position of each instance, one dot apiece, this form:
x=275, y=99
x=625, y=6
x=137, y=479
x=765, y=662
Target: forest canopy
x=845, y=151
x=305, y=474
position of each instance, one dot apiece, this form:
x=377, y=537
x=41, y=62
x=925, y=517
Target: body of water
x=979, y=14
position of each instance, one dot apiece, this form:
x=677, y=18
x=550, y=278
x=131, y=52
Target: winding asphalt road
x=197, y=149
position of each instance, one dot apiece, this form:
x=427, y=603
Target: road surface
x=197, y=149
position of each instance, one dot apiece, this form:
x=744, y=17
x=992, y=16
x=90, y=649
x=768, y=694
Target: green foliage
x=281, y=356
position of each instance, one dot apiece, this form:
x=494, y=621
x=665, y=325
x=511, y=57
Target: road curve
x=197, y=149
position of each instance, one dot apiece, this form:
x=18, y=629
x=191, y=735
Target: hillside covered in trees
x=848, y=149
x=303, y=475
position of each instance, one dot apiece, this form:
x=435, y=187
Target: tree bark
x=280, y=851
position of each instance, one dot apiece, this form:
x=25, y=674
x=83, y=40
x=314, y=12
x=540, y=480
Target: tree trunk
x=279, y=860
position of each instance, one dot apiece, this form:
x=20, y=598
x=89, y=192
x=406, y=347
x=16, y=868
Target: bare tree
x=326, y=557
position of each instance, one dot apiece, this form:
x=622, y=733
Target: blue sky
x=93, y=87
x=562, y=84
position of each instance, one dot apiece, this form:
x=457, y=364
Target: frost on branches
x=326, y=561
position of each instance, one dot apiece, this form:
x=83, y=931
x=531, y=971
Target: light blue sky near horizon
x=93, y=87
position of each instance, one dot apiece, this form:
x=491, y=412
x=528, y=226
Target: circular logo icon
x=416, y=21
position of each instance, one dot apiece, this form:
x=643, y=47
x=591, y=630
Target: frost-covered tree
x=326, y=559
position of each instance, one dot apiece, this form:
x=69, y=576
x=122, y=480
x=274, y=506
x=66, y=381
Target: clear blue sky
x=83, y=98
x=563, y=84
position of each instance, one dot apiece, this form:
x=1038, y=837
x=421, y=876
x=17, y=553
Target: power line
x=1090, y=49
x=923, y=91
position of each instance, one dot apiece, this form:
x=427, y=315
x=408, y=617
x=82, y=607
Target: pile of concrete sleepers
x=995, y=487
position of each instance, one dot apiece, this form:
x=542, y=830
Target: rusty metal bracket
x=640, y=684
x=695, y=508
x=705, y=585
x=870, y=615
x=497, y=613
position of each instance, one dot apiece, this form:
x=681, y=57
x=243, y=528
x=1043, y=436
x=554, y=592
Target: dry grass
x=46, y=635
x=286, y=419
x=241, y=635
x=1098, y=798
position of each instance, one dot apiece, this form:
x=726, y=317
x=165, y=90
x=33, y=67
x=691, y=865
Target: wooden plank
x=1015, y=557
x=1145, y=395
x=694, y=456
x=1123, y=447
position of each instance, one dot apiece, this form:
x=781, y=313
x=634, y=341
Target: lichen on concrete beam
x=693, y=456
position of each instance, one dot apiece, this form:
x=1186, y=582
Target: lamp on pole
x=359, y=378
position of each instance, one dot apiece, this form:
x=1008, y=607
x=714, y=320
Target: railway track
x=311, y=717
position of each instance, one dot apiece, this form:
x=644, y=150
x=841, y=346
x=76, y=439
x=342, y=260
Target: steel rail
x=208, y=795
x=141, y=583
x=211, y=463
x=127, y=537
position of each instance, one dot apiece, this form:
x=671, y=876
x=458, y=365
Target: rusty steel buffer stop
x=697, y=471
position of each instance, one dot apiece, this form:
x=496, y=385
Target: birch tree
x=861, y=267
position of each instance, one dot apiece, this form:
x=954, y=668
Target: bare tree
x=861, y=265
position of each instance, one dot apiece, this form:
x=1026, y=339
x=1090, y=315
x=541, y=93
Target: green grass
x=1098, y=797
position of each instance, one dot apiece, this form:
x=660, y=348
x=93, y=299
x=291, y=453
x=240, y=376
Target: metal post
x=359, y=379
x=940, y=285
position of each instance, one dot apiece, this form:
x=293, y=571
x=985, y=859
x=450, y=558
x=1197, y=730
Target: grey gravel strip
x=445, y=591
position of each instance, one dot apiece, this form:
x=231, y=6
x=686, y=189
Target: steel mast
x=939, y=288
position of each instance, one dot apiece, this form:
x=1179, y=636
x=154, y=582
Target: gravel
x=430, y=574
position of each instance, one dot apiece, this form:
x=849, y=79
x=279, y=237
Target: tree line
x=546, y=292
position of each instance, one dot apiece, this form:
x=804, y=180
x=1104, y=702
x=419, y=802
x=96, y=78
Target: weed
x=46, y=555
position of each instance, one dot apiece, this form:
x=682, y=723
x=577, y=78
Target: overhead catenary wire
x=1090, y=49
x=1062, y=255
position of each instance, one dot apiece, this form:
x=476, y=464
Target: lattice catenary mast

## [Exercise requirements]
All the data needs repeating. Return it exactly.

## [Task solution]
position of each instance, one dot apiece, this form:
x=275, y=99
x=625, y=6
x=137, y=479
x=765, y=662
Target: forest canopy
x=845, y=151
x=305, y=474
position of each instance, one dot apiece, this form:
x=377, y=537
x=41, y=62
x=925, y=517
Target: body of water
x=979, y=14
position of each instance, one dot apiece, this form:
x=677, y=18
x=550, y=278
x=131, y=52
Target: winding asphalt road
x=197, y=149
position of each instance, one dot apiece, this form:
x=427, y=603
Target: road surface
x=197, y=149
position of each instance, one dot apiece, this form:
x=744, y=17
x=992, y=16
x=90, y=649
x=768, y=694
Target: green foliage
x=281, y=356
position of each instance, one dot apiece, this form:
x=494, y=621
x=665, y=325
x=511, y=57
Target: road curve
x=197, y=149
position of each instance, one dot apiece, this form:
x=18, y=629
x=191, y=735
Target: hillside covered in trees
x=848, y=149
x=303, y=475
position of each instance, one dot apiece, this form:
x=435, y=187
Target: tree bark
x=280, y=851
position of each instance, one dot apiece, this form:
x=25, y=674
x=83, y=40
x=314, y=12
x=540, y=480
Target: tree trunk
x=279, y=860
position of each instance, one dot apiece, this form:
x=20, y=598
x=89, y=192
x=406, y=347
x=16, y=868
Target: bare tree
x=326, y=557
position of each instance, one dot apiece, this form:
x=622, y=733
Target: blue sky
x=93, y=87
x=562, y=84
position of each instance, one dot apiece, this form:
x=457, y=364
Target: frost on branches
x=326, y=561
position of each instance, one dot apiece, this form:
x=83, y=931
x=531, y=971
Target: light blue sky near horizon
x=93, y=87
position of each instance, one dot apiece, this form:
x=491, y=412
x=528, y=226
Target: circular logo icon
x=416, y=21
position of each instance, one dot apiece, this form:
x=643, y=47
x=591, y=630
Target: frost-covered tree
x=326, y=559
position of each instance, one dot apiece, this form:
x=69, y=576
x=122, y=480
x=274, y=506
x=66, y=381
Target: clear blue sky
x=83, y=98
x=563, y=84
position of each instance, one dot apiece, this form:
x=1038, y=837
x=421, y=876
x=17, y=553
Target: power line
x=1090, y=49
x=923, y=91
position of each instance, one dot apiece, this form:
x=427, y=315
x=408, y=617
x=82, y=607
Target: pile of concrete sleepers
x=995, y=487
position of each instance, one dot apiece, this form:
x=542, y=830
Target: rusty metal bracket
x=640, y=684
x=695, y=508
x=705, y=585
x=870, y=615
x=497, y=613
position of each instance, one dot apiece, this form:
x=681, y=57
x=243, y=528
x=1043, y=436
x=554, y=592
Target: dry grass
x=46, y=635
x=286, y=419
x=241, y=635
x=1098, y=798
position of each instance, one dot apiece, this form:
x=726, y=317
x=165, y=90
x=33, y=67
x=691, y=865
Target: wooden plank
x=1015, y=557
x=1145, y=395
x=694, y=456
x=1123, y=447
position of each instance, one dot apiece, this form:
x=781, y=313
x=634, y=341
Target: lichen on concrete beam
x=693, y=456
position of each instance, one dot apiece, this form:
x=1186, y=582
Target: lamp on pole
x=359, y=378
position of each instance, one dot apiece, this form:
x=1008, y=607
x=714, y=320
Target: railway track
x=311, y=717
position of each instance, one dot apiece, this form:
x=644, y=150
x=841, y=346
x=76, y=439
x=342, y=260
Target: steel rail
x=208, y=795
x=141, y=583
x=211, y=463
x=127, y=537
position of each instance, one dot apiece, this form:
x=671, y=876
x=458, y=365
Target: rusty steel buffer stop
x=697, y=471
position of each instance, one dot apiece, this form:
x=496, y=385
Target: birch tree
x=861, y=267
position of each instance, one dot apiece, this form:
x=954, y=668
Target: bare tree
x=861, y=265
position of each instance, one dot apiece, this form:
x=1026, y=339
x=1090, y=315
x=541, y=93
Target: green grass
x=1098, y=797
position of each instance, one dot apiece, this form:
x=660, y=348
x=93, y=299
x=291, y=453
x=240, y=376
Target: metal post
x=359, y=379
x=940, y=285
position of each instance, one dot apiece, this form:
x=293, y=571
x=985, y=859
x=450, y=558
x=1197, y=730
Target: grey gravel strip
x=445, y=591
position of each instance, one dot apiece, this form:
x=231, y=6
x=686, y=189
Target: steel mast
x=939, y=288
position of each instance, one dot apiece, this form:
x=1179, y=636
x=154, y=582
Target: gravel
x=430, y=574
position of each instance, one dot apiece, this form:
x=849, y=79
x=279, y=237
Target: tree line
x=546, y=292
position of each instance, one dot apiece, this form:
x=804, y=180
x=1104, y=702
x=419, y=802
x=96, y=78
Target: weed
x=46, y=555
position of each instance, one dot apiece, this form:
x=682, y=723
x=577, y=78
Target: overhead catenary wire
x=1090, y=49
x=1062, y=255
position of each instance, one dot apiece, this form:
x=476, y=464
Target: lattice catenary mast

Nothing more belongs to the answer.